Please output exactly the run of lines that starts at the line with "Objective — one point per instance of the watering can handle" and ends at the last line of the records below.

* * *

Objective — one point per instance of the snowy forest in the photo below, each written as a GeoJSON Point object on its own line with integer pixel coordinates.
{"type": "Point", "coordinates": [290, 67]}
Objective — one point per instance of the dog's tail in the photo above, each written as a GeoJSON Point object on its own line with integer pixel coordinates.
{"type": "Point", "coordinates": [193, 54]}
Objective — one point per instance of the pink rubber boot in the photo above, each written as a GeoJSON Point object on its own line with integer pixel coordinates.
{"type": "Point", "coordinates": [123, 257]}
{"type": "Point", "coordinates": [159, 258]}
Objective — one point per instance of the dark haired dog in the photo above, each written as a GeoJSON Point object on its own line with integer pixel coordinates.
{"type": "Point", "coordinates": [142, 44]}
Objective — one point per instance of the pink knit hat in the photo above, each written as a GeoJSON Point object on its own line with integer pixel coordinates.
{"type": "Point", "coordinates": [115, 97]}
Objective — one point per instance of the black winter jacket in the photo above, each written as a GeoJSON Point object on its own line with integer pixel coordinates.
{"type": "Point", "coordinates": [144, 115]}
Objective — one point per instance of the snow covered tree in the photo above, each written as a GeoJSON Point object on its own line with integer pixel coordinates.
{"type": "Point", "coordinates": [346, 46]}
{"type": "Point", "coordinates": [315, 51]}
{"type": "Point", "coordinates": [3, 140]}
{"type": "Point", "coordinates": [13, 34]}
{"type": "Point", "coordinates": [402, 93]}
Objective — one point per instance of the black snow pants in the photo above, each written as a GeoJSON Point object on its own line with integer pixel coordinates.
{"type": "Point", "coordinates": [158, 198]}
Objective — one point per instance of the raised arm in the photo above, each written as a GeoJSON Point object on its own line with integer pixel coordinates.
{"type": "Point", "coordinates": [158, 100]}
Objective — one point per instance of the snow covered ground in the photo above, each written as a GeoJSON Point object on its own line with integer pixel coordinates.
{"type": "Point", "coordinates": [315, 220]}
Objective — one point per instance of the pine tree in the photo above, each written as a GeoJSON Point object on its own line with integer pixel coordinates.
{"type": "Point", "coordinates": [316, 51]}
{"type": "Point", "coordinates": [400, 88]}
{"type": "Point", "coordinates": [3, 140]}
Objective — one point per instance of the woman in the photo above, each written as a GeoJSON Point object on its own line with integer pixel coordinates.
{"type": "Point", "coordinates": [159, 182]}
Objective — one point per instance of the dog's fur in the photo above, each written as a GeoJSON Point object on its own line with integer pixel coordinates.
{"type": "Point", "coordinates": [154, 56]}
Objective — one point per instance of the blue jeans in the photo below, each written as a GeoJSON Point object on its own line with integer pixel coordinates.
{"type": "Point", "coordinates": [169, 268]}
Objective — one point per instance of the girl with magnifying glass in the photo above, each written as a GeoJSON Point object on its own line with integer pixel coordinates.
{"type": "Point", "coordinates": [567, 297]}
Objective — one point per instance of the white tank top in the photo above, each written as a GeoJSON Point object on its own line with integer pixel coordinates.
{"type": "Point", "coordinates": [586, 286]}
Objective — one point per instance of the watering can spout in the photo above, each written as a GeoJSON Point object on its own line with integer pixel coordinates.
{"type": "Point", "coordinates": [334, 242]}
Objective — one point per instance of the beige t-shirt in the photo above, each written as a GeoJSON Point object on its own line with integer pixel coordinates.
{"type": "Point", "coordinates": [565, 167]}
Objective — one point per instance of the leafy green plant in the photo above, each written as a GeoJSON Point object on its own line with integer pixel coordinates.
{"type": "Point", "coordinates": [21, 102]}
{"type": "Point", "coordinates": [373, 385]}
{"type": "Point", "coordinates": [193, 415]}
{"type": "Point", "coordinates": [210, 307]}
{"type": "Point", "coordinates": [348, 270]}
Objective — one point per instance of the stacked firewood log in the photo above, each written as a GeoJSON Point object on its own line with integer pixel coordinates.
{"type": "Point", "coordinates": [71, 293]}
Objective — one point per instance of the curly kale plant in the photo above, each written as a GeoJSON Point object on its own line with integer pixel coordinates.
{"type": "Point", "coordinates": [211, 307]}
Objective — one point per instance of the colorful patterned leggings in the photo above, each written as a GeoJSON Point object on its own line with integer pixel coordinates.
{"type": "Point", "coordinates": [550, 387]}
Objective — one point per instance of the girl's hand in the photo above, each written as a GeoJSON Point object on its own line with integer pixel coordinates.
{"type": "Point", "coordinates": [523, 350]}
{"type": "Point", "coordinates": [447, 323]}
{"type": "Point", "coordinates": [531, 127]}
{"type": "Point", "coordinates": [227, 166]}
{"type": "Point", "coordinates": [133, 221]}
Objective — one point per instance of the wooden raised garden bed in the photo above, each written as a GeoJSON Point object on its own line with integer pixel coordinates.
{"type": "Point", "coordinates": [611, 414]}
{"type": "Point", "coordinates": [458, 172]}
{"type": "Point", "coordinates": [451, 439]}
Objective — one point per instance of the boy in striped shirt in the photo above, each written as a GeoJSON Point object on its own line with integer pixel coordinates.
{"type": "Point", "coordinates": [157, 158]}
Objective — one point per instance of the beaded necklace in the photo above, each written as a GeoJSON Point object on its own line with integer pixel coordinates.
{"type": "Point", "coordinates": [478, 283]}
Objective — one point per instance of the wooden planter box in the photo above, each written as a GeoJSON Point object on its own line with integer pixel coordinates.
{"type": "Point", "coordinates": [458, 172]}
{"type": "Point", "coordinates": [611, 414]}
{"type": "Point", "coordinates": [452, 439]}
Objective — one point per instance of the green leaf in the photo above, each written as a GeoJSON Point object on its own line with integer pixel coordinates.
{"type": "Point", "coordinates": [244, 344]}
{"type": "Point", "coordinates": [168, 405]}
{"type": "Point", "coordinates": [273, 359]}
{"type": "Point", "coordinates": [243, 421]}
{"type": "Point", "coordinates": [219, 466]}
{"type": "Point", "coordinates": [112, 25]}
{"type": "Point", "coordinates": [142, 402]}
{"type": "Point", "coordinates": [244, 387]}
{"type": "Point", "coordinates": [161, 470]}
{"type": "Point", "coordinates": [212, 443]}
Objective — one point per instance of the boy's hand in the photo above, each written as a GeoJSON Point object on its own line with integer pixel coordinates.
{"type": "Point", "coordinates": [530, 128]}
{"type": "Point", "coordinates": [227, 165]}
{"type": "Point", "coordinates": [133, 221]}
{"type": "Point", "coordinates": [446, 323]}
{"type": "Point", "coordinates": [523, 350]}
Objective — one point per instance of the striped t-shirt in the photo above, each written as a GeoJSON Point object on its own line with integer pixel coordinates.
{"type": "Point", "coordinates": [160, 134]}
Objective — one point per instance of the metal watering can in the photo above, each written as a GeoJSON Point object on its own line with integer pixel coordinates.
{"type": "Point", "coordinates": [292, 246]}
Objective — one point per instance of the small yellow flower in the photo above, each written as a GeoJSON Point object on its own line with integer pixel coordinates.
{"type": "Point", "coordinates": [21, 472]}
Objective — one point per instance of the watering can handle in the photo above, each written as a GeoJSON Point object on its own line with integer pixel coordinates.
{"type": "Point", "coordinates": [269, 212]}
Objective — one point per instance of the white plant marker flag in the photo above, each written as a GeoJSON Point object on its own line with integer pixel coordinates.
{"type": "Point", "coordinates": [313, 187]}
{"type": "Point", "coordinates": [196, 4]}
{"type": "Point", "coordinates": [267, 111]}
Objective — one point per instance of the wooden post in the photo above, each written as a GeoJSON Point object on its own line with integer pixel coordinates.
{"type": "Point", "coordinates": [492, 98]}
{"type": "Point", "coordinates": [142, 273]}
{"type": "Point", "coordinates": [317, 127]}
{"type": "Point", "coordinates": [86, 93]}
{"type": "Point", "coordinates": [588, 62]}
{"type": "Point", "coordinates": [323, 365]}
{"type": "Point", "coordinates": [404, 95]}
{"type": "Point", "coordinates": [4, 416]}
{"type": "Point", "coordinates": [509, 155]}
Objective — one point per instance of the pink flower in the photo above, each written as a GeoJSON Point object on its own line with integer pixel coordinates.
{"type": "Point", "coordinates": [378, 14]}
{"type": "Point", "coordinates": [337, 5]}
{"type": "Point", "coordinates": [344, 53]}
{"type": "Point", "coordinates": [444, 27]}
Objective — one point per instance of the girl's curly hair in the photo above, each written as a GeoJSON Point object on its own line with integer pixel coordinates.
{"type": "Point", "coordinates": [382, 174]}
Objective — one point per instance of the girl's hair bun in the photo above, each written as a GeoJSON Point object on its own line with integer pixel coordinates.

* * *

_Task result_:
Objective — one point per instance of the watering can handle in the photo above, each written as a GeoJSON Point object on its own line with integer pixel coordinates.
{"type": "Point", "coordinates": [269, 212]}
Objective — one point per instance of the white plant marker flag in the photo above, each written as a GeoJSON Point object on its own line with integer pixel coordinates.
{"type": "Point", "coordinates": [313, 187]}
{"type": "Point", "coordinates": [196, 4]}
{"type": "Point", "coordinates": [267, 111]}
Objective — one point per instance of the wooden post in the photo above, each written as a GeoJSON Point object on its own line with integer pixel coordinates.
{"type": "Point", "coordinates": [492, 98]}
{"type": "Point", "coordinates": [142, 273]}
{"type": "Point", "coordinates": [317, 127]}
{"type": "Point", "coordinates": [86, 93]}
{"type": "Point", "coordinates": [588, 62]}
{"type": "Point", "coordinates": [323, 365]}
{"type": "Point", "coordinates": [404, 95]}
{"type": "Point", "coordinates": [4, 416]}
{"type": "Point", "coordinates": [509, 155]}
Objective — one point per instance of the pink flower in the photo above, each written as a GeoJSON Point object on its own line with integer pixel coordinates.
{"type": "Point", "coordinates": [378, 14]}
{"type": "Point", "coordinates": [337, 5]}
{"type": "Point", "coordinates": [344, 53]}
{"type": "Point", "coordinates": [444, 27]}
Objective — one point per instance of the girl's curly hair in the photo above, each written as a GeoJSON Point object on its own line with integer pixel coordinates.
{"type": "Point", "coordinates": [382, 174]}
Objective — one point per instance of the girl's hair bun in the photo above, each written as a GeoJSON Point object on its own line with integer pixel coordinates.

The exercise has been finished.